*** SELECTION

The United Nations Convention on the Rights of the Child (commonly abbreviated as the CRC) is a human rights treaty which sets out the civil, political, economic, social, health and cultural rights of children. As indicated in the CRC, the “family environment, in an atmosphere of happiness, love and understanding” is paramount for the “full and harmonious development” of a child’s personality. Every parent knows this and dreams of co-habiting in such a situation. So, what if the family environment is skewed and not the perfect blissful notion of what a family should be? Will a child’s personality be equally skewed?
To many, a normal family unit is made up of a father and a mother and their children. However, life throws many curve balls and parents are often forced to re-invent the conception of a normal family so as to ensure or, at the very least, hope for the “full and harmonious development” of their children.
A classic illustration of the above occurs when one or both parents are employed overseas. In a country where unemployment is a colossal and ongoing fact-of-life, working in a foreign country and the resulting remittances, offers a way out of omnipresent poverty. Overseas work helps in decreasing Philippine unemployment as well as feeding, sheltering and clothing entire households.
In short, because of an entrenched poverty, Filipinos view overseas work as the only alternative to escape from debt and hopelessness. OFW’s (Overseas Filipino Workers) will travel to foreign nations, legal or not, to escape the dark cloud of poverty and they often do without considering the possibility of suffering inhumane abuse from foreign nationals or worse, jail.
OFW in Numbers
The Overseas Filipino Worker phenomenon is a dynamic and a rising sector of Filipino society. The exodus of Filipinos to foreign nations began in 1974 and has yet to show any signs of slowing down.
According to a study entitled Migration and Filipino Children Left Behind, the Philippines is a major supplier of labor migrants to more than 100 countries and roughly 1 out of 4 Filipino children are left behind by their parents. In the 2015 Philippine Statistics Authority survey, the number of OFWs who worked abroad had reached approximately 2.4 million. This figure consisted of Overseas Contract Workers (OCWs) – the ones with existing work contracts and who comprise 97.1% of the overall OFWs – as well as the remaining 2.9% who work overseas without any contract (more than likely illegally).
According to the above survey, the total remittance sent by OFWs was appraised at 180.3 billion pesos (3.8 billion USD). These remittances included cash sent home (135.6 billion pesos), cash brought home (37.3 billion pesos) and remittances in kind (7.4 billion pesos). The majority of OFWs sent their remittance through banks (62.2%) while the rest through agencies or local offices (4.0%), door-to-door delivery (2.4%), friends or co-workers (0.1%) and through other means (31.4%).
What are OFWs thinking?

******
*** LISTED ENTRIES

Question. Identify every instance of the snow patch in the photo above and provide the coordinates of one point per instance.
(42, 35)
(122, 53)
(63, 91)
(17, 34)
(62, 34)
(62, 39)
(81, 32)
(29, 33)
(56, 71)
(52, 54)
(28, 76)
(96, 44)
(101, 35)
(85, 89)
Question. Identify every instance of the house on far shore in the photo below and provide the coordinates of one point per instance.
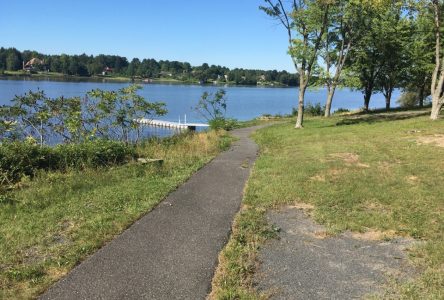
(106, 71)
(32, 64)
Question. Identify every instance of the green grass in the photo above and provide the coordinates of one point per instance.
(371, 175)
(51, 223)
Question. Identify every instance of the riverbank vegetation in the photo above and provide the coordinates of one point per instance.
(112, 67)
(371, 46)
(52, 220)
(367, 173)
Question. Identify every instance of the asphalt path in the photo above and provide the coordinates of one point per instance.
(171, 252)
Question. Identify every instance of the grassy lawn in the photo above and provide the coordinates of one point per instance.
(377, 174)
(51, 223)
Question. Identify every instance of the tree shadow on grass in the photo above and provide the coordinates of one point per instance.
(380, 117)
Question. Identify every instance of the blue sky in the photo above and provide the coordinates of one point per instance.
(232, 33)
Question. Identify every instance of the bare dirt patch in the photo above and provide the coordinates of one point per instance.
(437, 140)
(308, 263)
(302, 206)
(373, 235)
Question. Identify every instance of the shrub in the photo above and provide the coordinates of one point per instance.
(223, 123)
(19, 159)
(408, 99)
(311, 110)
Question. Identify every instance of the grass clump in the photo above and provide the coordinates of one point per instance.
(50, 223)
(366, 176)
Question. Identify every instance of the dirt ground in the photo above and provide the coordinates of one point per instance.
(308, 263)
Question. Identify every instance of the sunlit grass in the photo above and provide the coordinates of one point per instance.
(372, 175)
(56, 220)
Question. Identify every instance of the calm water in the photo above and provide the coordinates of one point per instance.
(244, 103)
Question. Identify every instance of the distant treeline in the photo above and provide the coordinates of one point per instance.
(88, 65)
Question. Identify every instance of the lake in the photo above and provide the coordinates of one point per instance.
(243, 103)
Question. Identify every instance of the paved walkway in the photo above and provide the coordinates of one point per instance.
(171, 253)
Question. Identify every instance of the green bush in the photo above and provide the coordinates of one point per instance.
(223, 123)
(19, 159)
(408, 99)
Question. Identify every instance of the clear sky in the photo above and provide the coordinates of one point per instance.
(232, 33)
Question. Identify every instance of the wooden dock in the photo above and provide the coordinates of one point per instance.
(172, 125)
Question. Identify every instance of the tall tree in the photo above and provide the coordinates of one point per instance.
(437, 87)
(342, 32)
(393, 37)
(419, 51)
(305, 22)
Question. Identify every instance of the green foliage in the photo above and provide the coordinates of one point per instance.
(341, 110)
(310, 109)
(89, 65)
(51, 223)
(213, 108)
(114, 114)
(102, 114)
(223, 123)
(408, 99)
(20, 159)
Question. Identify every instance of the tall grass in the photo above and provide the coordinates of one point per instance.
(368, 176)
(52, 222)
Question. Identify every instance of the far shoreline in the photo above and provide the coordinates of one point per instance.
(57, 77)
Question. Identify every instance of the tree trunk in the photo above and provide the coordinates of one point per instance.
(330, 95)
(438, 74)
(388, 98)
(421, 96)
(300, 118)
(436, 109)
(367, 96)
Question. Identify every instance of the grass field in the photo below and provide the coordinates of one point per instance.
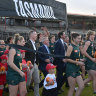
(86, 92)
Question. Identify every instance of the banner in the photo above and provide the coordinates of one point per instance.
(37, 9)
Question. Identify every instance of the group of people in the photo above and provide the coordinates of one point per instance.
(20, 68)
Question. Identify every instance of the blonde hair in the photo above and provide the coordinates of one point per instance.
(1, 41)
(17, 38)
(90, 32)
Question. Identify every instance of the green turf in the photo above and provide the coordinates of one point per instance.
(86, 92)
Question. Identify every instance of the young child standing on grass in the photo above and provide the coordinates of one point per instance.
(3, 69)
(26, 66)
(50, 84)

******

■ **DIRECTIVES**
- 1) Using the text on Overseas Filipino Workers, decide whether each statement agrees with it: (a) the exodus of Filipinos abroad began in 1974; (b) most OFWs sent their remittance through agencies or local offices; (c) Overseas Contract Workers make up 97.1% of all OFWs. For each, give yes or no and quote the deciding words.
- 2) Carry on the text about Overseas Filipino Workers, starting after its final line, "What are OFWs thinking?"

■ **ANSWERS TO THE EXERCISES**
- 1)
(a) Yes: "The exodus of Filipinos to foreign nations began in 1974"
(b) No: "The majority of OFWs sent their remittance through banks (62.2%)"
(c) Yes: "who comprise 97.1% of the overall OFWs"

- 2)
Most Filipino migrant parents like to believe that the intimacy of relationships is not essentially fixed by physical proximity but is determined by the willingness of parents to fulfill their duties and, therefore, migration is part of how parents’ duties are fulfilled for their children. They leave the household and sacrifice their time with their children out of love. While these parents find it difficult to separate from their children, they make the sacrifice in order to “provide for the child’s material requirements.” Therefore, it is important to note, that Philippine households view overseas work as a method of attaining economic goals because of the money transfers that the left-behind family receives.
Do Children Understand Why Their OFW Parents Have to Leave?
Many parents working abroad assume that their sons and/or daughters fully understand why they have to leave; that their departure is for the children’s benefit as well as their future. Having said this, it is worthy to note that when parents leave young children, the children more often than not, have no clue where there mother or father are working or even what work they are. In other words, there is an obvious lack of intimacy and bonding from an early age.
Do children really understand why their parents leave? Do they really feel more privileged and more fortunate compared to other children because their parents are working abroad? Are they really in a better social position than others?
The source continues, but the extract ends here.